Starting at the top of the listing below, copy each line exactly, stopping after the line that contains "# for every instance of the man's knee, place".

Given information:
•••••

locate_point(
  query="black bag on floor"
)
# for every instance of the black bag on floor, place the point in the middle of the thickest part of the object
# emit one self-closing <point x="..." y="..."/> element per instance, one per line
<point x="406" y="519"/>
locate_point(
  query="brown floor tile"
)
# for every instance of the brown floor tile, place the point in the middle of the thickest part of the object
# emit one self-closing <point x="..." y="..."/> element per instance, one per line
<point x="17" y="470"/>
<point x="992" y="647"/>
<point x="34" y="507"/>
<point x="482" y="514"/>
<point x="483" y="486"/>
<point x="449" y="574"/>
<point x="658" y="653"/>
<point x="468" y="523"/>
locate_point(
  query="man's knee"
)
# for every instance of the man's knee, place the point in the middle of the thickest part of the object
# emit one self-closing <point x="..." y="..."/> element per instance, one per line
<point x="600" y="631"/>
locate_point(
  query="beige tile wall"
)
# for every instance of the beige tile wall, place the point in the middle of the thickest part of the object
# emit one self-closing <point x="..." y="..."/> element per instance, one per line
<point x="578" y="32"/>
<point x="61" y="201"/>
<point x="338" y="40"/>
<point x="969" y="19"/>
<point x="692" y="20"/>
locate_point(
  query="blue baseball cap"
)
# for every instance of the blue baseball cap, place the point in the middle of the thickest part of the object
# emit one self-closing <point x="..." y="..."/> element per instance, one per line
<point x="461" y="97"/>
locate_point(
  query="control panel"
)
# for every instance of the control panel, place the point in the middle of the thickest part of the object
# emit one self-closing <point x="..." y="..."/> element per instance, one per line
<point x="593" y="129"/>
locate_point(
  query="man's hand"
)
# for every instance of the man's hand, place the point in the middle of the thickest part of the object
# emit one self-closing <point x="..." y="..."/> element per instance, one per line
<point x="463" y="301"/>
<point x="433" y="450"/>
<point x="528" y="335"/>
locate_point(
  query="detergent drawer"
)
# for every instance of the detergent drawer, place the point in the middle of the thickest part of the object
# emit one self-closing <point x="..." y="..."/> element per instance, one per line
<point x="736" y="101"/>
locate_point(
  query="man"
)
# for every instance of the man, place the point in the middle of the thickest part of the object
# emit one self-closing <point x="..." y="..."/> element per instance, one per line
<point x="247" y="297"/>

•••••

Reply:
locate_point(
  query="black bag on floor"
)
# for every instance of the black bag on floor, place the point in the middle of the thickest part of the object
# emit one self-closing <point x="..." y="..."/> element per instance, one per line
<point x="406" y="519"/>
locate_point(
  query="brown floor tile"
)
# for every instance of the brown floor tile, place the point in the middle of the thickest part of the object
# emit one self-closing <point x="..." y="..."/> element per instance, one per line
<point x="17" y="470"/>
<point x="992" y="647"/>
<point x="34" y="507"/>
<point x="482" y="514"/>
<point x="483" y="486"/>
<point x="449" y="574"/>
<point x="658" y="653"/>
<point x="468" y="523"/>
locate_point(
  query="man's knee"
)
# for every instance of the man's knee, place the point in the middle of the thickest part of the object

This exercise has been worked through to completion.